▶ _Exercise prompt_
What lines in the records below include the word "cobblestone"? Return each one.

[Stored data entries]
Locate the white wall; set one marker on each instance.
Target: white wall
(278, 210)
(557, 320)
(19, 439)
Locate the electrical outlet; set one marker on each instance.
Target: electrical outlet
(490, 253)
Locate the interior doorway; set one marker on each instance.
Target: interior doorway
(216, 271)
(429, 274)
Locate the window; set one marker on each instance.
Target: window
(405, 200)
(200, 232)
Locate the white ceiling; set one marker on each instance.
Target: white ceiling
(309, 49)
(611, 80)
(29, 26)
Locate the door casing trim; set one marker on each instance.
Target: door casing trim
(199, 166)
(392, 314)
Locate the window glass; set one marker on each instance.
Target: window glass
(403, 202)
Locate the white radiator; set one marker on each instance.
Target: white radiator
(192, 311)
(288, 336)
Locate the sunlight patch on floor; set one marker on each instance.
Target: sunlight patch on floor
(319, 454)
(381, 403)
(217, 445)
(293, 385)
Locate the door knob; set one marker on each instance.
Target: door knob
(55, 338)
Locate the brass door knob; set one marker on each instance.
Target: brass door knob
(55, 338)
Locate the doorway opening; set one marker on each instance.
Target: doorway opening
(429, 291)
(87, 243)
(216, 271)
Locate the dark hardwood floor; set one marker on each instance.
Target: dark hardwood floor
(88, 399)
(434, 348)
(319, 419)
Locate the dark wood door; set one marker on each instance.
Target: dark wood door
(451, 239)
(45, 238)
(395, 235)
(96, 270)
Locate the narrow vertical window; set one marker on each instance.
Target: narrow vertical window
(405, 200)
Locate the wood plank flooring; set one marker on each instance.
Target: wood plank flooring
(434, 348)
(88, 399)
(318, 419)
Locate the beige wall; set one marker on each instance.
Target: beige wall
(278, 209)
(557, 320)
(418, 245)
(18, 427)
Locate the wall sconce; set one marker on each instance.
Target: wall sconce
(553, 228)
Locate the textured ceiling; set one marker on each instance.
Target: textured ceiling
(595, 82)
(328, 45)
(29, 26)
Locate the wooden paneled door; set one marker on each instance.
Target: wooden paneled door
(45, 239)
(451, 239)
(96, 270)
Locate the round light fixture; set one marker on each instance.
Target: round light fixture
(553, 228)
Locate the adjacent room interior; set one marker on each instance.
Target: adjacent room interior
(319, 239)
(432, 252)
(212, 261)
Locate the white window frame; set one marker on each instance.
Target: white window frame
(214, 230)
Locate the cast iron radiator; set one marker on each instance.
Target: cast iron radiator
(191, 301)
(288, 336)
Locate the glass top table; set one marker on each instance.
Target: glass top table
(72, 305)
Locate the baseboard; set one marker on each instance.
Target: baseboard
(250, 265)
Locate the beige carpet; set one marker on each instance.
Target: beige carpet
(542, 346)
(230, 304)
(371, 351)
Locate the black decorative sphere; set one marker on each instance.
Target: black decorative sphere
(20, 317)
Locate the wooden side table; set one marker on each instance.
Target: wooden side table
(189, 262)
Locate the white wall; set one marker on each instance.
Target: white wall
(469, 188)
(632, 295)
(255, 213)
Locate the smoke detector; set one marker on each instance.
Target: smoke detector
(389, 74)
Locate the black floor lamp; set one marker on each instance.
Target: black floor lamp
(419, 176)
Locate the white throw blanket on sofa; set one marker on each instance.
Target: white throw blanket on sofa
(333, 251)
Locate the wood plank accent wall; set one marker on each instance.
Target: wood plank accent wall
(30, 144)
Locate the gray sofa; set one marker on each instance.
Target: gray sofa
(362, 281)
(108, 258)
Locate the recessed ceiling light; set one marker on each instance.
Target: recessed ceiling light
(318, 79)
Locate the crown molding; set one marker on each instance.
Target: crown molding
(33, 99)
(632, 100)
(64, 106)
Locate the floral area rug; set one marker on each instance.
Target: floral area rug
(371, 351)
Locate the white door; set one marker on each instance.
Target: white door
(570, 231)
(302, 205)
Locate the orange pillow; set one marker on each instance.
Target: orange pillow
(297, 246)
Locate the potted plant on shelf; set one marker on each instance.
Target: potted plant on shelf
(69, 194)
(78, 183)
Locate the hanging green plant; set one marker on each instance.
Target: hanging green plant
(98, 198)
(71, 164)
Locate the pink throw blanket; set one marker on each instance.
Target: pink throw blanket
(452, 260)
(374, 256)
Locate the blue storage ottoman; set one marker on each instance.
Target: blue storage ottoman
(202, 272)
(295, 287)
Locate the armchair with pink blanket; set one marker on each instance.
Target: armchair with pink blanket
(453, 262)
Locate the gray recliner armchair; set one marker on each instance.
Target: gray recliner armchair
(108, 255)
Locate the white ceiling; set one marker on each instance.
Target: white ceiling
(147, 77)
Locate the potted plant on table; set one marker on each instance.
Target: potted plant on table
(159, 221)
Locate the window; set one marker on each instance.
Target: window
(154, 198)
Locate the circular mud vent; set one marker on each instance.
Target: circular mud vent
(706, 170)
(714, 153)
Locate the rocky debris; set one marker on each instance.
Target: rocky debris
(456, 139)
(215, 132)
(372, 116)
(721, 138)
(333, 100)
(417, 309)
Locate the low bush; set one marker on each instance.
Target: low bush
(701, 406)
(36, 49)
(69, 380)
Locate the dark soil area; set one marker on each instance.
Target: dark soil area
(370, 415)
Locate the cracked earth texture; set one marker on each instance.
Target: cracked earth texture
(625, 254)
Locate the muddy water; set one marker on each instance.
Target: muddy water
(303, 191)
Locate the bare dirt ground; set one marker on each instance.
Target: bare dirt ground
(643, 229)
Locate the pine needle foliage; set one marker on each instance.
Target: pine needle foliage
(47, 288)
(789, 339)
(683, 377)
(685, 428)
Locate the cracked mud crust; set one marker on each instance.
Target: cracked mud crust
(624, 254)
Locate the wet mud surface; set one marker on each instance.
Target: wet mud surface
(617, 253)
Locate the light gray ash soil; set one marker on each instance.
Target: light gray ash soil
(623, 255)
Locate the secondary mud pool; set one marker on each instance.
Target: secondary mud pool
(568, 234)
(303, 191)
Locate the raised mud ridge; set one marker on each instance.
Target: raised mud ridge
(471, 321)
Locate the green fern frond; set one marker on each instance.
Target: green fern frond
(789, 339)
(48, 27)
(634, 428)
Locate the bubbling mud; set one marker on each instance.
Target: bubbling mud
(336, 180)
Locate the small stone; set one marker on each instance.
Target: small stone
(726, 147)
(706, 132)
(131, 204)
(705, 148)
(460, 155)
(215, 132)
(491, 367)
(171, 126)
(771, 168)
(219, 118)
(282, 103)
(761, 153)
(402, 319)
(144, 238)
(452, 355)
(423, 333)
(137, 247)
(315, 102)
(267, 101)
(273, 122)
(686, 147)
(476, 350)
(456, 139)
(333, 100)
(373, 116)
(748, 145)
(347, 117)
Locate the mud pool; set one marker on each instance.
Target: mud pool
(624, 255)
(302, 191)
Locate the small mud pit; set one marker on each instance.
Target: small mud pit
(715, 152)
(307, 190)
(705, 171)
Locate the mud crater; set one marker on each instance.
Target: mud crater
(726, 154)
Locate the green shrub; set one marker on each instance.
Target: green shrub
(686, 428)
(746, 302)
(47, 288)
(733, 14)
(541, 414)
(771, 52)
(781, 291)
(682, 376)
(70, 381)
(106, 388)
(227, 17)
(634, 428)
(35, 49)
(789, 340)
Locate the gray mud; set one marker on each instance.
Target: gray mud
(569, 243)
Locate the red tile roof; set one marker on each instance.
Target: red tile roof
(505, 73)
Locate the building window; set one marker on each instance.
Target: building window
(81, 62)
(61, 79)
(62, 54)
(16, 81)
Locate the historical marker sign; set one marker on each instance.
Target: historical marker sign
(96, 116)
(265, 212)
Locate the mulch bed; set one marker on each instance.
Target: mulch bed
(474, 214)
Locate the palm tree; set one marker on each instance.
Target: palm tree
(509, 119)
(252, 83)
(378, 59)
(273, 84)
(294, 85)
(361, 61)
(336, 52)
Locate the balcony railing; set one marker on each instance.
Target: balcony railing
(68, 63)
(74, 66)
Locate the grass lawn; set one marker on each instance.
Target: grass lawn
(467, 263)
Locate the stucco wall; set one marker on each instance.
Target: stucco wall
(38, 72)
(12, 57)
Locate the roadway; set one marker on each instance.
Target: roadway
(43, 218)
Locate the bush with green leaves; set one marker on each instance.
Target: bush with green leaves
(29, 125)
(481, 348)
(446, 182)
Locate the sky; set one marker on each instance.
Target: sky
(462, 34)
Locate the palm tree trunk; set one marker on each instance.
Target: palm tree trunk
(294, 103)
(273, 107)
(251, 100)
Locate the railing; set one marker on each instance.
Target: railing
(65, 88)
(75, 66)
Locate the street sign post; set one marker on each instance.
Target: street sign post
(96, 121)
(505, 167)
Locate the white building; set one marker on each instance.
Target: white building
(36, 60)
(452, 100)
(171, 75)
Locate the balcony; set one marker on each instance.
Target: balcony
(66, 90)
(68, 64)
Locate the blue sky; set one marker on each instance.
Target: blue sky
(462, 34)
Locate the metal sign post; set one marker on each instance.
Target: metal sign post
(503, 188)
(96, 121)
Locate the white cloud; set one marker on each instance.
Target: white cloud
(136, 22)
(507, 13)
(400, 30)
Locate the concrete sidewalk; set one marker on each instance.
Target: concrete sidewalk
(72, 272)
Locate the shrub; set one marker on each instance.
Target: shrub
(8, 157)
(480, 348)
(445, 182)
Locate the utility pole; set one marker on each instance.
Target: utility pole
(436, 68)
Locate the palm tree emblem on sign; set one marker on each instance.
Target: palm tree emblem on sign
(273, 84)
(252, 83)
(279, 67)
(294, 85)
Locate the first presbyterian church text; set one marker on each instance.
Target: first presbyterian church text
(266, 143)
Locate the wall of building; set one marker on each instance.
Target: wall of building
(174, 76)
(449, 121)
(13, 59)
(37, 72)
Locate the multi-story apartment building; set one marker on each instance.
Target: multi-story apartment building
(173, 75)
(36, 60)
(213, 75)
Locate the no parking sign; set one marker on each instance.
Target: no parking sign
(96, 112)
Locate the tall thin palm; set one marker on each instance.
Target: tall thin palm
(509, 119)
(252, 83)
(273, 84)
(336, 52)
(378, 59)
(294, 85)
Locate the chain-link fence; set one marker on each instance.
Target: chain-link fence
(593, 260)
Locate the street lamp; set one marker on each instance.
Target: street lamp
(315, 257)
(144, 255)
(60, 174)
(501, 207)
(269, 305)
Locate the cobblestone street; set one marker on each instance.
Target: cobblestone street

▶ _Task response_
Locate the cobblestone street; set one marker on each instance.
Target: cobblestone street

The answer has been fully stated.